(Position identification records)
########################################
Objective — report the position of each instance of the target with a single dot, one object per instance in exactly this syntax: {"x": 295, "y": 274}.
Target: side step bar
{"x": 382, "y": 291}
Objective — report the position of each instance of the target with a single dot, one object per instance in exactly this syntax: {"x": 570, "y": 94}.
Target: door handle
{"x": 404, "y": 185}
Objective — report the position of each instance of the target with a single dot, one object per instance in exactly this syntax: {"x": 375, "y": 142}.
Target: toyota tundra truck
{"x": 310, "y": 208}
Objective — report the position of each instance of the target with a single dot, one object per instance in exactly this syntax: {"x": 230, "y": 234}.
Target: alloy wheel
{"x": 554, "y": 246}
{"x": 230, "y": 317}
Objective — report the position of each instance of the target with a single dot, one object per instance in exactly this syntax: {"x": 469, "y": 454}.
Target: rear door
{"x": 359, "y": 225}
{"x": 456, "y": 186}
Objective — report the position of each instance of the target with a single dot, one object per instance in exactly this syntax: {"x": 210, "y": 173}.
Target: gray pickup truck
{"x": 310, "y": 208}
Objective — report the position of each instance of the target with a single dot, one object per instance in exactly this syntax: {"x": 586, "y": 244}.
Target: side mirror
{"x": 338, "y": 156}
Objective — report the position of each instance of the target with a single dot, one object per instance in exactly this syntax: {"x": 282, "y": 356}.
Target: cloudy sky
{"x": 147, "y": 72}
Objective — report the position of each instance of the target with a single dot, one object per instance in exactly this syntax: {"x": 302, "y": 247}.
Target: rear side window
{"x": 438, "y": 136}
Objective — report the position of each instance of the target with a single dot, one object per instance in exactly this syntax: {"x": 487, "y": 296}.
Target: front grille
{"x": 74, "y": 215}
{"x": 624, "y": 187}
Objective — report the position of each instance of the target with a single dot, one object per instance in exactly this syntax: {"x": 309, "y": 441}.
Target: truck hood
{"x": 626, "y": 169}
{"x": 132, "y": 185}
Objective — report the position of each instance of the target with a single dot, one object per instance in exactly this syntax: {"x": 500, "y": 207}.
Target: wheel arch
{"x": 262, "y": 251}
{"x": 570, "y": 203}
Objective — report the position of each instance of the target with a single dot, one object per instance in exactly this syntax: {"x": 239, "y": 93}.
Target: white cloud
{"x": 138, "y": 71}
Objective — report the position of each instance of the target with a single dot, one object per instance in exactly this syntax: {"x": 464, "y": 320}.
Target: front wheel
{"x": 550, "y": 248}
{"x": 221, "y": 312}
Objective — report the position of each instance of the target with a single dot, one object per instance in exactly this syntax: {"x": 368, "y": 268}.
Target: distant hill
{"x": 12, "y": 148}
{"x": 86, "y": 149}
########################################
» **WRITTEN INSTRUCTION**: Exactly reproduce every record.

» **FINISHED ANSWER**:
Objective — report the position of each instance of the target with a single dot, one object per instance in exactly this syntax: {"x": 295, "y": 274}.
Target: side step bar
{"x": 382, "y": 291}
Objective — report the position of each instance of the target with a single dot, one object per instance in exactly this syntax: {"x": 570, "y": 94}.
Target: door handle
{"x": 404, "y": 185}
Objective — report the position of each instance of the target with a single dot, one object per instance in exactly this syntax: {"x": 375, "y": 142}.
Target: toyota tundra truck
{"x": 310, "y": 208}
Objective — report the position of each instance of the target with a single dot, one object per instance in exactly this syntax: {"x": 230, "y": 234}.
Target: alloy wheel
{"x": 554, "y": 246}
{"x": 230, "y": 317}
Objective — report the position of each instance of the target with a single dot, one object per instance in exactly this syntax: {"x": 469, "y": 454}.
Target: rear door
{"x": 359, "y": 225}
{"x": 456, "y": 186}
Objective — report the position of each instance of the target with a single dot, one object per instance in exactly this syntax: {"x": 210, "y": 173}.
Target: gray pickup truck
{"x": 310, "y": 208}
Objective — report the position of each instance of the target with a single dot, one object per instance in exactly this syntax: {"x": 586, "y": 244}.
Target: side mirror
{"x": 338, "y": 156}
Objective — report the position of each instance of the target with a single dot, one object per instance in exactly this syntax: {"x": 282, "y": 356}.
Target: cloudy sky
{"x": 147, "y": 72}
Objective — report the position of each instance of the target with a single dot, one object per instance in exactly this syntax: {"x": 302, "y": 247}.
Target: rear side window
{"x": 438, "y": 136}
Objective — report the position of each instance of the target with a single dot, one object per instance in exactly this syntax: {"x": 487, "y": 296}.
Target: front grille
{"x": 74, "y": 215}
{"x": 624, "y": 187}
Objective — report the position of each instance of the target with a single dot, one object per instance in exactly this syntax: {"x": 309, "y": 441}.
Target: truck hood
{"x": 626, "y": 169}
{"x": 132, "y": 185}
Objective — report the position of each instance of the target with a single dot, one object per instance in exactly this syntax: {"x": 500, "y": 207}.
Target: wheel arch
{"x": 262, "y": 251}
{"x": 570, "y": 203}
Objective — report the position of each instance of the target with a single dot, one object per instance in exactly this syntax: {"x": 239, "y": 93}.
Target: white cloud
{"x": 138, "y": 71}
Objective — report the position of each instance of the target with a single dot, one object per instance in exactly this syntax: {"x": 464, "y": 320}.
Target: front wheel
{"x": 550, "y": 248}
{"x": 221, "y": 312}
Objective — report the position of each instance of the target with a single dot, one object per instance in exactly this syntax: {"x": 368, "y": 268}.
Target: distant hill
{"x": 12, "y": 148}
{"x": 86, "y": 149}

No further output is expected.